» **EXCERPTED PASSAGE**:

Gormley, I.C., and Murphy, T.B. (2008). A mixture of experts model for rank data withapplications in election studies. Annals of Applied Statistics 2(4): 1452-1477. DOI: 10.1214/08-AOAS178

D'Ambrosio, A., and Heiser W.J. (2016). A recursive partitioning method for the prediction of preference rankings based upon Kemeny distances. Psychometrika, vol. 81 (3), pp.774-94. DOI: 10.1007/s11336-016-9505-1.

Examples

data(Irish)

Utility function

Description

A utility function completing the output of the function ranktree.

Usage

layouttree(Tree)

Arguments

Tree

an object of the class "ranktree"

Value

an object of the class "ranktree" completing the output of the function ranktree

Author(s)

Antonio D'Ambrosio [email protected]


Path of a terminal node

Description

Given an object of the class "ranktree", it visualize the path leading to the terminal node

Usage

nodepath(termnode, Tree)

Arguments

termnode

The terminal node of which the path has to be extracted

Tree

An object of the class "ranktree"

Value

The path leading to the terminal node

Author(s)

Antonio D'Ambrosio [email protected]

See Also

ranktree, treepaths, getsubtree

Examples

data(Irish)
#build the tree with default options
tree <- ranktree(Irish$rankings,Irish$predictors)
#get information about all the paths leading to terminal nodes
paths <- treepaths(tree)
#see the path for terminal node number 8
nodepath(termnode=8,tree)

Plot tree-based structure or pruning sequence of ranktree

Description

Plot the tree coming from the ranktree or the pruning sequence of the ranktree

Usage

## S3 method for class 'ranktree'
plot(
  x,
  plot.type = "tree",
  dispclass = FALSE,
  valtree = NULL,
  taos = TRUE,
  ...

» **MATERIAL**:
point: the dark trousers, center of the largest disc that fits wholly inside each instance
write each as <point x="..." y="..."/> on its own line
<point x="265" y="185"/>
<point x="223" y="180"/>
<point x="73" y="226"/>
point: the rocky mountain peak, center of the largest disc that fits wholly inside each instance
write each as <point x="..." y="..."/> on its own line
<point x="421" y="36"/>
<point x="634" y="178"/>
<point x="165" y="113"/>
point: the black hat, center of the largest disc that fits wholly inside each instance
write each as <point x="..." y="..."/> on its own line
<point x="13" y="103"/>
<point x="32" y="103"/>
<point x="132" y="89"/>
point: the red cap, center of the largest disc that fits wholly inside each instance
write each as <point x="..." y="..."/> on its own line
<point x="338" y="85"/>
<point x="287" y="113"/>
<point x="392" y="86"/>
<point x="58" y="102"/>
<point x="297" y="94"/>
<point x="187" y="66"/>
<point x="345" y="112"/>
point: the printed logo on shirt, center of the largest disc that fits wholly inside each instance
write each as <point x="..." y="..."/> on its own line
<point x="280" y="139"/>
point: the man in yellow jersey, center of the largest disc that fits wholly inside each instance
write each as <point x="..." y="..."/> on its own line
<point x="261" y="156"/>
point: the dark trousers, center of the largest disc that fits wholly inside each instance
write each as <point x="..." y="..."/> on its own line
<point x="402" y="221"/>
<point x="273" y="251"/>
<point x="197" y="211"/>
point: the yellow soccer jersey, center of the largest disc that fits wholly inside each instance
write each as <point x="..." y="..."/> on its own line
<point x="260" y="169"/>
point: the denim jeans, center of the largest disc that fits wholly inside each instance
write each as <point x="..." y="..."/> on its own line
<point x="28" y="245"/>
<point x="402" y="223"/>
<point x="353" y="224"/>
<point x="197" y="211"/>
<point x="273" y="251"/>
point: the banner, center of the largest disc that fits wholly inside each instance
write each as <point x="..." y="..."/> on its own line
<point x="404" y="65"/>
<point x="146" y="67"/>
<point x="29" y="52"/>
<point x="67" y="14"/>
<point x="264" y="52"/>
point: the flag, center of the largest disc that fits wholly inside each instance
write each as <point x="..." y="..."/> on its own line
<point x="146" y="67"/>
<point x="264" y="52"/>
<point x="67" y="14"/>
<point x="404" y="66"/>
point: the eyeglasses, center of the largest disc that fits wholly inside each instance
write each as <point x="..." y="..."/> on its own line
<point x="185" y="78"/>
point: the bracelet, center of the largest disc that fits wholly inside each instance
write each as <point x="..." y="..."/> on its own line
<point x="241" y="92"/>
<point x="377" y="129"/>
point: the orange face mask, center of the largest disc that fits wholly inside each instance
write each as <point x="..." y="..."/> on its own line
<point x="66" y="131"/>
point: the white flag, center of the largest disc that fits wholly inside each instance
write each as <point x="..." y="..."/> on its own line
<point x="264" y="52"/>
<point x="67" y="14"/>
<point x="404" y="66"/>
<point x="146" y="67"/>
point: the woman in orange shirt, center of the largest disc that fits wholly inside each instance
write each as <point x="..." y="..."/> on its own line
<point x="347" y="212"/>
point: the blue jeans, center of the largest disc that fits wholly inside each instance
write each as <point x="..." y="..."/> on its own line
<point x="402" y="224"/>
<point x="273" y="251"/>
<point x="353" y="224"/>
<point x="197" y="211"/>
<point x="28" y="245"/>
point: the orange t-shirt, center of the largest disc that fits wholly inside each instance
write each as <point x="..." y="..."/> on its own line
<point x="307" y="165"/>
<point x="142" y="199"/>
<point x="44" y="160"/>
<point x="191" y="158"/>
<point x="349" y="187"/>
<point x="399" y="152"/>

» **REQUIREMENT**:
Quote the ranktree documentation word for word, starting with "#build the tree" and going on through "nodepath(termnode=8,tree)". You won't need the entries.

» **COMPLETE OUTPUT**:
#build the tree with default options
tree <- ranktree(Irish$rankings,Irish$predictors)
#get information about all the paths leading to terminal nodes
paths <- treepaths(tree)
#see the path for terminal node number 8
nodepath(termnode=8,tree)